Your instructions → Two lines in the listing below mark the span: one contains "the concrete curb" and one contains "Target: red tail light strip". Reproduce both of them and everything between, exactly.

Stored data →
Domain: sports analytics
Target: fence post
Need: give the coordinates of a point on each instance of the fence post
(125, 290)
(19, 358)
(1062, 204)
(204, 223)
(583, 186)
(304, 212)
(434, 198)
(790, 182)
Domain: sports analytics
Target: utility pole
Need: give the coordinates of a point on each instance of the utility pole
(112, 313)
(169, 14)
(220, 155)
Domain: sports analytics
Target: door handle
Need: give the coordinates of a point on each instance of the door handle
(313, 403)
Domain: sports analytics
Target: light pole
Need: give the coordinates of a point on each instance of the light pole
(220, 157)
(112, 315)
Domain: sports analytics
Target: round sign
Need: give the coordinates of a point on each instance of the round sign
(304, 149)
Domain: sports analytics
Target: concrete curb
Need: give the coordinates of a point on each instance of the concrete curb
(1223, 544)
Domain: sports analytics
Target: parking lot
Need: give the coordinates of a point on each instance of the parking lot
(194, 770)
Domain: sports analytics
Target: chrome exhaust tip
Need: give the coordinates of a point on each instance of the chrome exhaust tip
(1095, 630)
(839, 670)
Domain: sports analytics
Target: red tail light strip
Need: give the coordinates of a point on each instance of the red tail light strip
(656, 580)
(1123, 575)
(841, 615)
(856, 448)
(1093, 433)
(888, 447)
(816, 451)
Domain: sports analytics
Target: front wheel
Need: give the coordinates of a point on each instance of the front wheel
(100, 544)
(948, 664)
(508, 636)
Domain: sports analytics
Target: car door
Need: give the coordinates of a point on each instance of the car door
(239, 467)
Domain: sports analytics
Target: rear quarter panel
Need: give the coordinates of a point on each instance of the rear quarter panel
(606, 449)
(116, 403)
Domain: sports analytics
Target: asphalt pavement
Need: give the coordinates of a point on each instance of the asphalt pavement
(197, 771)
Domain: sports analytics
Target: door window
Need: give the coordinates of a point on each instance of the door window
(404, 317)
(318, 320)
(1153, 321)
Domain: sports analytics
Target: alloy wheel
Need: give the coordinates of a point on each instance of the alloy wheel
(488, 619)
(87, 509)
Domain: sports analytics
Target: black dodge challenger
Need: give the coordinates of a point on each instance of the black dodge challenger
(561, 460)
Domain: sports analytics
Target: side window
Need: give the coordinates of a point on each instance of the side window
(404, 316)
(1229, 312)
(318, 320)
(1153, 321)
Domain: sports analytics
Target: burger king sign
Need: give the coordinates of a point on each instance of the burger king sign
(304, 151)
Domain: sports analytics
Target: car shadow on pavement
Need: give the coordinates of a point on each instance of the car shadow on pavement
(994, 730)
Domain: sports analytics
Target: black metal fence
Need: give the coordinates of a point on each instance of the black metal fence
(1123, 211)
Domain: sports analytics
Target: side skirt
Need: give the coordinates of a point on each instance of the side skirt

Response box →
Need: give the coordinates of a point on each instance of the concrete curb
(1223, 544)
Domain: sports analytics
Target: parking lot
Need: give the coordinates of a point on each instance of the parking lot
(194, 770)
Domain: sports analytics
Target: chrome exhaust tip
Need: give the coordinates of a point on each instance of the chrome exhaust tip
(1095, 630)
(839, 670)
Domain: sports analytics
Target: red tail light strip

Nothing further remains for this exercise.